Goal – Would you copy all of the material below line for line, leaving out the pictures?

Pointing data excerpts

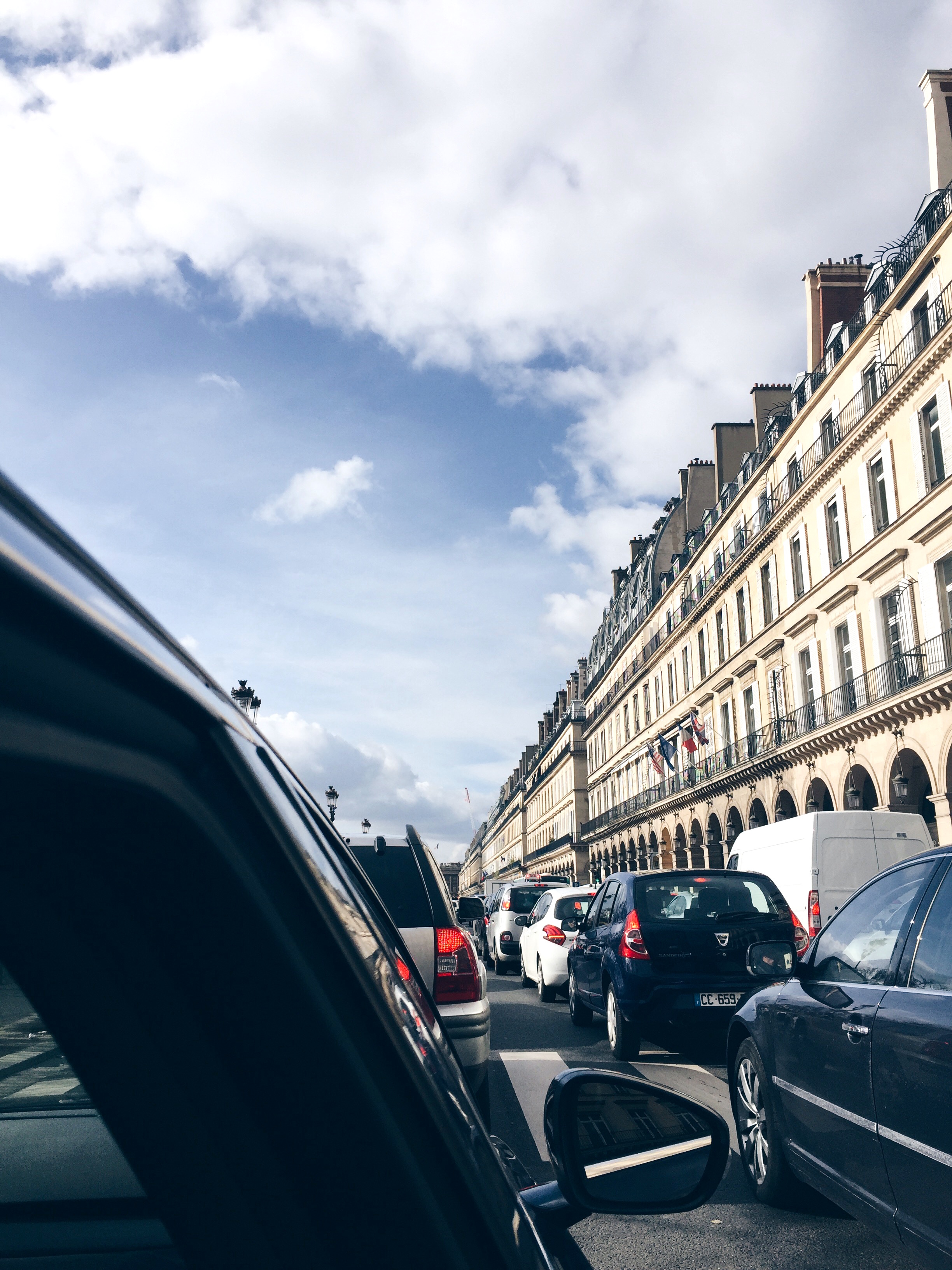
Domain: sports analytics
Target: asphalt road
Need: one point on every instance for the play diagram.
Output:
(534, 1042)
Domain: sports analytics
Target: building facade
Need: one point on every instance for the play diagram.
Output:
(782, 640)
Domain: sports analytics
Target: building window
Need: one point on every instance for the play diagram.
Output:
(796, 557)
(845, 653)
(943, 577)
(932, 439)
(871, 386)
(833, 535)
(878, 492)
(894, 624)
(743, 616)
(767, 592)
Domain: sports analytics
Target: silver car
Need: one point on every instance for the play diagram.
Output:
(512, 901)
(413, 891)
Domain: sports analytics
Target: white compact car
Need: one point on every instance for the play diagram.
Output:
(550, 933)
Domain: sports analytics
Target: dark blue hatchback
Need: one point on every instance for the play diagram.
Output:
(672, 948)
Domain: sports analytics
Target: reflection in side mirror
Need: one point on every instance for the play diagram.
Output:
(620, 1145)
(470, 909)
(775, 959)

Solution to the exercise –
Domain: sports analytics
Target: asphalt road
Need: one point on every instance for the play diagram.
Output:
(534, 1042)
Domain: sports analytics
Target: building facade
Need: one point on every instance for the play diagram.
Output:
(782, 640)
Domain: sports analytics
Target: building window
Need: one point on every instance for the play diagram.
Output:
(796, 557)
(845, 653)
(943, 577)
(932, 439)
(871, 386)
(833, 535)
(878, 492)
(894, 624)
(743, 616)
(767, 592)
Domain: sports analytics
Target: silver car
Need: one point on every instance for the play diagram.
Output:
(512, 901)
(413, 891)
Domain: sports analytics
Target: white compact car
Need: one point on every instance for the play diagram.
Output:
(550, 933)
Domain: sports analytics
Target: dark blue hatchback
Need: one point on every instance for the play diagram.
Output:
(672, 948)
Domain: sports analytics
Target: reflection in side mirror
Need: one point on every instance for the play diagram.
Output:
(620, 1145)
(470, 909)
(775, 959)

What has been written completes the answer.